_TEXT PASSAGE_:
______________________________

I was hospitalized for low potassium and your other reader is right - it's an easy fix. Mine was low enough to warrant an IV potassium drip in the ER, but after that we just treated it with oral potassium and it did work. I also had signs of kidney damage that got worse before it got better. It was almost like refeeding was really hard on the body. All my labs tanked during refeeding and then gradually they got better with normal eating. There is still a good chance that your body will turn things around. There is always hope.

Jenn Lynne said...

Wow girl. Sounds like you're going through a lot. You'll be in my prayers.

Anonymous said...

You are such an inspiration. I love reading your posts. Always remember those moments -- what life is really about. You are not dead, you are still very much living. I have great hopes for you. * Prayers, hugs, and warm thoughts to you *

sarahlynn said...

**hugs**
I think I can see where your comments on my last post were rooted: you seem to be trying to hold that fear at bay as well, have the horror of death on your mind.

All I can say is to not give in. Sometimes when we're faced with such scary choices - do all we can to recover and fix what went wrong [physically and mentally] or throw in the towel to fear and just let it get worse - we choose the easier one, the giving up.

Don't give up. It isn't worth it. In time yu become a half-human and by then all is lost and it will take incredible bits of Something Else to climb out of it.

I'll be thinking of you. Keep us posted on the mammogram & kidneys. *hugs tight*

Anonymous said...

It's my experience that there is no "bottom" in anorexia. If you survived, it wasn't bottom, which just enables the illness to push the envelope for a bottom that will bring epiphany. But, then, epiphany never lasts. For me, lasting remission behavior has never been built and maintained on a crisis or epiphany or shock-and-awe realization. I believe this is because you can't "think" your way out of an eating disorder. You can't wait for things to "feel right" or count on feeling better in recovery. Clinicians have often said it's unlikely patients are going to find anything that's as "powerful" as the eating disorder and the functions it fulfills/fulfilled. Even with all the efforts, tools, coping skills, medication, support, structure, specialized treatment, thought-restructuring, you-name-it ... I believe current opinion seems to show the best hope for recovery is in persistence with behavior change and willingness to hate it for a lifetime, if necessary. For some people, the angst and agitation seems to abate after variable periods of time, but for some people it doesn't. I think this is the most difficult thing for patients to accept. We want to be "better," but not just physically or by diagnostic labels or numbers. We want to *feel* better *and* feel good about having undertaken the business of recovery. I vote for preserving your options, medically, as much as possible; distracting yourself from the distress of the emotions that come with change and "leaving ED"; and sticking with it.

______________________________

_WHAT IS BEING ASKED_:
Please duplicate the blog comments exactly, beginning with the words "I was hospitalized" and stopping after "in my prayers.".

(Natural-language descriptions of regions)
______________________________

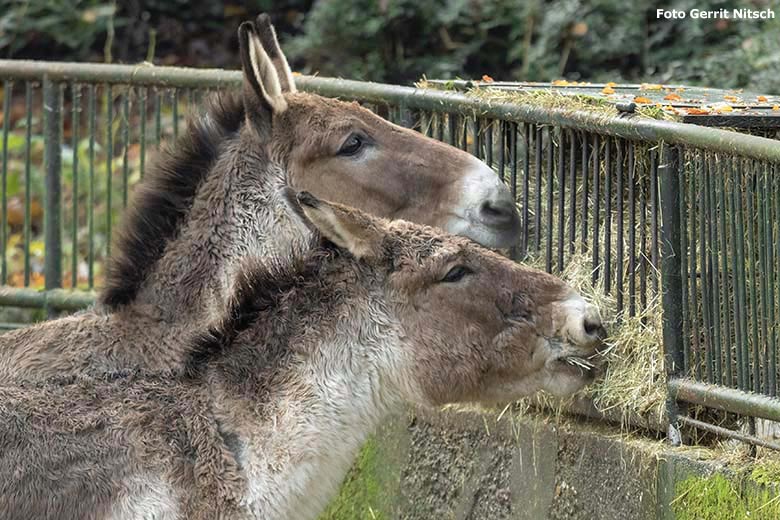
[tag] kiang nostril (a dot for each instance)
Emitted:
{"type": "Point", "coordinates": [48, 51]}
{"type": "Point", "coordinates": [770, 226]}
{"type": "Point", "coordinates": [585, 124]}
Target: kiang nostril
{"type": "Point", "coordinates": [497, 211]}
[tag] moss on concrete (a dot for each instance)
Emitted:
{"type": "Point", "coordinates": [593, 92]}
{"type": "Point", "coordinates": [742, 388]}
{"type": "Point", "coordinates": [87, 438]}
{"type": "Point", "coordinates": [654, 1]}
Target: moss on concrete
{"type": "Point", "coordinates": [717, 497]}
{"type": "Point", "coordinates": [361, 493]}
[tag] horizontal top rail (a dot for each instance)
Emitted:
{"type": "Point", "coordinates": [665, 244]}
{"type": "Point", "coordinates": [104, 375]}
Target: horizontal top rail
{"type": "Point", "coordinates": [634, 128]}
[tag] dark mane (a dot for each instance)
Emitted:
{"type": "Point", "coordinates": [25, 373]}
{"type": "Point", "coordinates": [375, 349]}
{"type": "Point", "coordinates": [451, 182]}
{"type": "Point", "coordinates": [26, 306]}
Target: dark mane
{"type": "Point", "coordinates": [163, 199]}
{"type": "Point", "coordinates": [258, 289]}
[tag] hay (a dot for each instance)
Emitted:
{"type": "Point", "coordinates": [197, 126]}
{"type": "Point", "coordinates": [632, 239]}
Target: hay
{"type": "Point", "coordinates": [553, 99]}
{"type": "Point", "coordinates": [634, 384]}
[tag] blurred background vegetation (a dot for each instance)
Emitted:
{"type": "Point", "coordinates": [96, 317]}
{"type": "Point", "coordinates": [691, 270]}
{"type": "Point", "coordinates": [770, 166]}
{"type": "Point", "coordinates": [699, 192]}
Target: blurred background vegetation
{"type": "Point", "coordinates": [398, 41]}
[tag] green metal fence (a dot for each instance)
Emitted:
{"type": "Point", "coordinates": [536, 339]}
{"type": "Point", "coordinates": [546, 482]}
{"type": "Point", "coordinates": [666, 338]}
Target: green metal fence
{"type": "Point", "coordinates": [659, 209]}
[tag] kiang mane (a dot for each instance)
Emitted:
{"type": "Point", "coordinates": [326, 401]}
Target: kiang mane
{"type": "Point", "coordinates": [259, 289]}
{"type": "Point", "coordinates": [162, 201]}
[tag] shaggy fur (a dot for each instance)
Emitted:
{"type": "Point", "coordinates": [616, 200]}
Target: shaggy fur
{"type": "Point", "coordinates": [212, 200]}
{"type": "Point", "coordinates": [311, 355]}
{"type": "Point", "coordinates": [161, 203]}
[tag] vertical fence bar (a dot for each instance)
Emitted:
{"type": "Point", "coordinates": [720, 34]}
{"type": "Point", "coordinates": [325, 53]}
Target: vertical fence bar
{"type": "Point", "coordinates": [671, 276]}
{"type": "Point", "coordinates": [91, 189]}
{"type": "Point", "coordinates": [572, 190]}
{"type": "Point", "coordinates": [750, 210]}
{"type": "Point", "coordinates": [109, 161]}
{"type": "Point", "coordinates": [538, 187]}
{"type": "Point", "coordinates": [654, 219]}
{"type": "Point", "coordinates": [739, 310]}
{"type": "Point", "coordinates": [686, 213]}
{"type": "Point", "coordinates": [76, 138]}
{"type": "Point", "coordinates": [175, 107]}
{"type": "Point", "coordinates": [763, 246]}
{"type": "Point", "coordinates": [704, 276]}
{"type": "Point", "coordinates": [502, 148]}
{"type": "Point", "coordinates": [561, 196]}
{"type": "Point", "coordinates": [28, 98]}
{"type": "Point", "coordinates": [513, 174]}
{"type": "Point", "coordinates": [643, 240]}
{"type": "Point", "coordinates": [775, 280]}
{"type": "Point", "coordinates": [596, 207]}
{"type": "Point", "coordinates": [476, 149]}
{"type": "Point", "coordinates": [7, 94]}
{"type": "Point", "coordinates": [157, 117]}
{"type": "Point", "coordinates": [724, 268]}
{"type": "Point", "coordinates": [584, 165]}
{"type": "Point", "coordinates": [489, 126]}
{"type": "Point", "coordinates": [526, 185]}
{"type": "Point", "coordinates": [620, 231]}
{"type": "Point", "coordinates": [631, 231]}
{"type": "Point", "coordinates": [693, 284]}
{"type": "Point", "coordinates": [53, 166]}
{"type": "Point", "coordinates": [142, 137]}
{"type": "Point", "coordinates": [742, 284]}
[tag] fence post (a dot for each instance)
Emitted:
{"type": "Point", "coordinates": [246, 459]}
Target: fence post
{"type": "Point", "coordinates": [671, 278]}
{"type": "Point", "coordinates": [53, 165]}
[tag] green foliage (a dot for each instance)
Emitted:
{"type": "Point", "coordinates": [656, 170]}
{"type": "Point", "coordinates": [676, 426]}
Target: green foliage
{"type": "Point", "coordinates": [72, 26]}
{"type": "Point", "coordinates": [400, 40]}
{"type": "Point", "coordinates": [718, 498]}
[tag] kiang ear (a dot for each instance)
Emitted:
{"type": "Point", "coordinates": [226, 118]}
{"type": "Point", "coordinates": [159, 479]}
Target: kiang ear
{"type": "Point", "coordinates": [270, 43]}
{"type": "Point", "coordinates": [262, 86]}
{"type": "Point", "coordinates": [346, 228]}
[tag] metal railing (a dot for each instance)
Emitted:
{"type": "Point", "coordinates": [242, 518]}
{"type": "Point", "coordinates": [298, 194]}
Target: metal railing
{"type": "Point", "coordinates": [660, 209]}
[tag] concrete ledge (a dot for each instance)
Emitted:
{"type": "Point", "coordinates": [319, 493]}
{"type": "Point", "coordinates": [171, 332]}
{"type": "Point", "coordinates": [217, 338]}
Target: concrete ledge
{"type": "Point", "coordinates": [469, 465]}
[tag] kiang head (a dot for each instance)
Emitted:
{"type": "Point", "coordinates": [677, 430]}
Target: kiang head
{"type": "Point", "coordinates": [344, 153]}
{"type": "Point", "coordinates": [470, 325]}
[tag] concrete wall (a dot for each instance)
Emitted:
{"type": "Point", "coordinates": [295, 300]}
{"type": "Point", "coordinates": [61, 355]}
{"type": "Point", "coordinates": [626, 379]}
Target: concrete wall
{"type": "Point", "coordinates": [464, 465]}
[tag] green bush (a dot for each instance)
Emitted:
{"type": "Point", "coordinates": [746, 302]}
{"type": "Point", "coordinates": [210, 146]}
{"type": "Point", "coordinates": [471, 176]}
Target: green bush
{"type": "Point", "coordinates": [399, 41]}
{"type": "Point", "coordinates": [68, 28]}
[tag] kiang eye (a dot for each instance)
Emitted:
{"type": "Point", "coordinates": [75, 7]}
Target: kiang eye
{"type": "Point", "coordinates": [352, 145]}
{"type": "Point", "coordinates": [456, 274]}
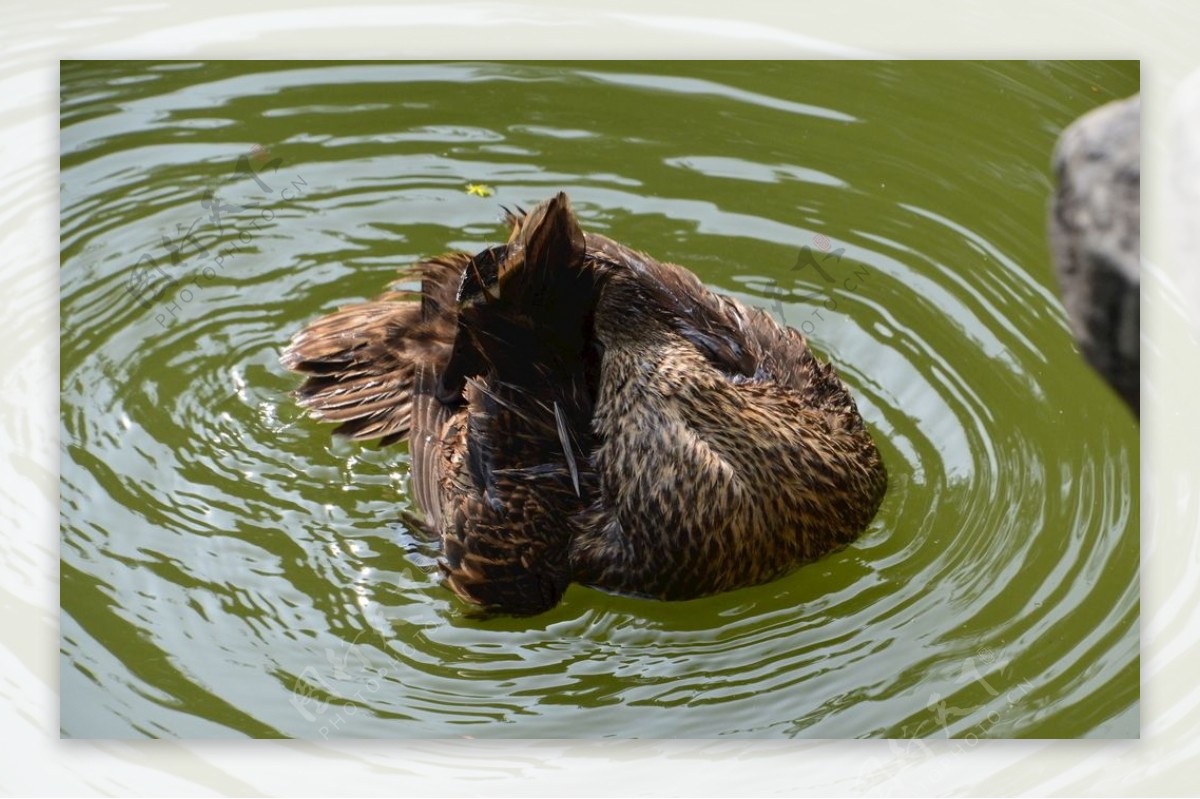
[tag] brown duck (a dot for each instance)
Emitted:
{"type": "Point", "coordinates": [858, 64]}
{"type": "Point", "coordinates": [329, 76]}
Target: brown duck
{"type": "Point", "coordinates": [577, 410]}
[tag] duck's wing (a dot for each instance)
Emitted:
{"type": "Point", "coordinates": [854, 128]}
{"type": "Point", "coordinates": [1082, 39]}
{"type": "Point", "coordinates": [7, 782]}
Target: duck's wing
{"type": "Point", "coordinates": [360, 361]}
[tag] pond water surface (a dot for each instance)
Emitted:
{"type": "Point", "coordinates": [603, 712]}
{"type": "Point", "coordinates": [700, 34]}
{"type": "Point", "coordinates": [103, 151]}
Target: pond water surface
{"type": "Point", "coordinates": [228, 569]}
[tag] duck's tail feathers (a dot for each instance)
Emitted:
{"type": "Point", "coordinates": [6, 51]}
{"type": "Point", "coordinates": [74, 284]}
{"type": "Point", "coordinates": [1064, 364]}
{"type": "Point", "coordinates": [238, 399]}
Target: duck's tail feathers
{"type": "Point", "coordinates": [361, 360]}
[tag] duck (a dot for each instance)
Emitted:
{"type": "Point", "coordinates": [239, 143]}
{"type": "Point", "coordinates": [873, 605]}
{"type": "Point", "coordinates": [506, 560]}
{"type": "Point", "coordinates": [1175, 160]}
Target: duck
{"type": "Point", "coordinates": [579, 412]}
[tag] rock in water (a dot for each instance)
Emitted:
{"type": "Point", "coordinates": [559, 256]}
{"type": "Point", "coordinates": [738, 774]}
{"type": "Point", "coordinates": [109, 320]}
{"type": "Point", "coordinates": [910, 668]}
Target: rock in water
{"type": "Point", "coordinates": [1096, 238]}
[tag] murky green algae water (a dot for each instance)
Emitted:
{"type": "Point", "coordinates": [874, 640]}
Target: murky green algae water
{"type": "Point", "coordinates": [229, 570]}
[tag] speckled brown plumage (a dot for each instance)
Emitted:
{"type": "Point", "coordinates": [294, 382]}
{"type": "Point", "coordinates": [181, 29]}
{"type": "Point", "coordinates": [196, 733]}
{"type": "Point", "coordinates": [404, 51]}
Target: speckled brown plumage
{"type": "Point", "coordinates": [581, 412]}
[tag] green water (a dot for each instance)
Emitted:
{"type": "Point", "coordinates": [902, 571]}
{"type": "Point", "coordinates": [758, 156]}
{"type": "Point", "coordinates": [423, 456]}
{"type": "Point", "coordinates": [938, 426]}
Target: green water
{"type": "Point", "coordinates": [228, 569]}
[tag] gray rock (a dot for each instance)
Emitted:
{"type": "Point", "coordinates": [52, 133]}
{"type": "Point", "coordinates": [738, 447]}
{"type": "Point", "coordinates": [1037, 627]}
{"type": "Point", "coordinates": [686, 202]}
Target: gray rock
{"type": "Point", "coordinates": [1096, 239]}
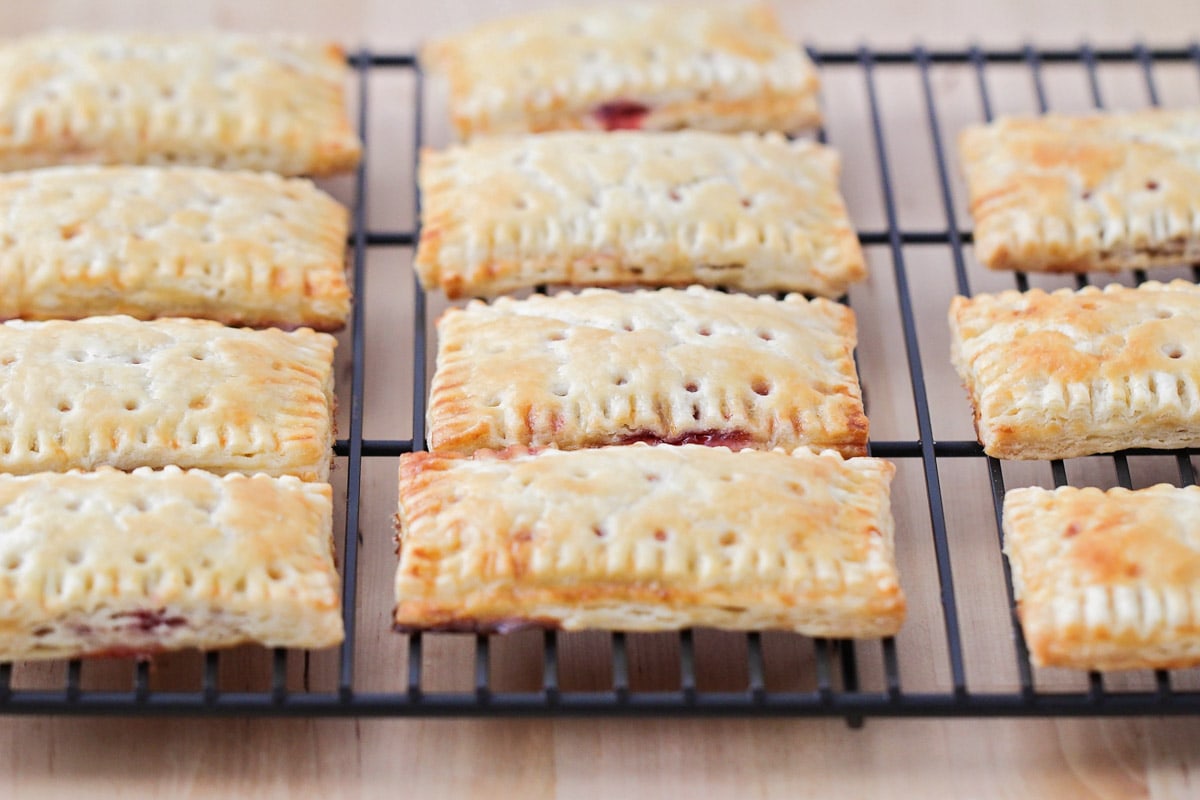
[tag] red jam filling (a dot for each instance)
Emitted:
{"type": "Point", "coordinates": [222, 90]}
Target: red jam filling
{"type": "Point", "coordinates": [731, 439]}
{"type": "Point", "coordinates": [621, 115]}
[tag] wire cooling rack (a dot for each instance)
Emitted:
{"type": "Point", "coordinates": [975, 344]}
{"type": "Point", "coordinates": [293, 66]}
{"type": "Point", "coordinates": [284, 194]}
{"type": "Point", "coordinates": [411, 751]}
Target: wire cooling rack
{"type": "Point", "coordinates": [835, 668]}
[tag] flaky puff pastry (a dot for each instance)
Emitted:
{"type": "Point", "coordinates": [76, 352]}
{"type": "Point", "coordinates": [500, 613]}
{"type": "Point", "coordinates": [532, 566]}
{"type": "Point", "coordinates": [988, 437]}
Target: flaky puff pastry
{"type": "Point", "coordinates": [114, 563]}
{"type": "Point", "coordinates": [1073, 373]}
{"type": "Point", "coordinates": [1073, 194]}
{"type": "Point", "coordinates": [210, 100]}
{"type": "Point", "coordinates": [1107, 579]}
{"type": "Point", "coordinates": [121, 392]}
{"type": "Point", "coordinates": [244, 248]}
{"type": "Point", "coordinates": [603, 367]}
{"type": "Point", "coordinates": [657, 67]}
{"type": "Point", "coordinates": [751, 212]}
{"type": "Point", "coordinates": [645, 537]}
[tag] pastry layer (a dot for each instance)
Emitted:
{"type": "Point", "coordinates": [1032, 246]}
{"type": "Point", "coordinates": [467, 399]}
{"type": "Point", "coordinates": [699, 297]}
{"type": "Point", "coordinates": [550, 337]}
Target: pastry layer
{"type": "Point", "coordinates": [657, 67]}
{"type": "Point", "coordinates": [645, 537]}
{"type": "Point", "coordinates": [244, 248]}
{"type": "Point", "coordinates": [1107, 579]}
{"type": "Point", "coordinates": [120, 392]}
{"type": "Point", "coordinates": [1073, 373]}
{"type": "Point", "coordinates": [753, 212]}
{"type": "Point", "coordinates": [1086, 193]}
{"type": "Point", "coordinates": [114, 563]}
{"type": "Point", "coordinates": [211, 100]}
{"type": "Point", "coordinates": [603, 367]}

______________________________

_SOLUTION_:
I was hospitalized for low potassium and your other reader is right - it's an easy fix. Mine was low enough to warrant an IV potassium drip in the ER, but after that we just treated it with oral potassium and it did work. I also had signs of kidney damage that got worse before it got better. It was almost like refeeding was really hard on the body. All my labs tanked during refeeding and then gradually they got better with normal eating. There is still a good chance that your body will turn things around. There is always hope.

Jenn Lynne said...

Wow girl. Sounds like you're going through a lot. You'll be in my prayers.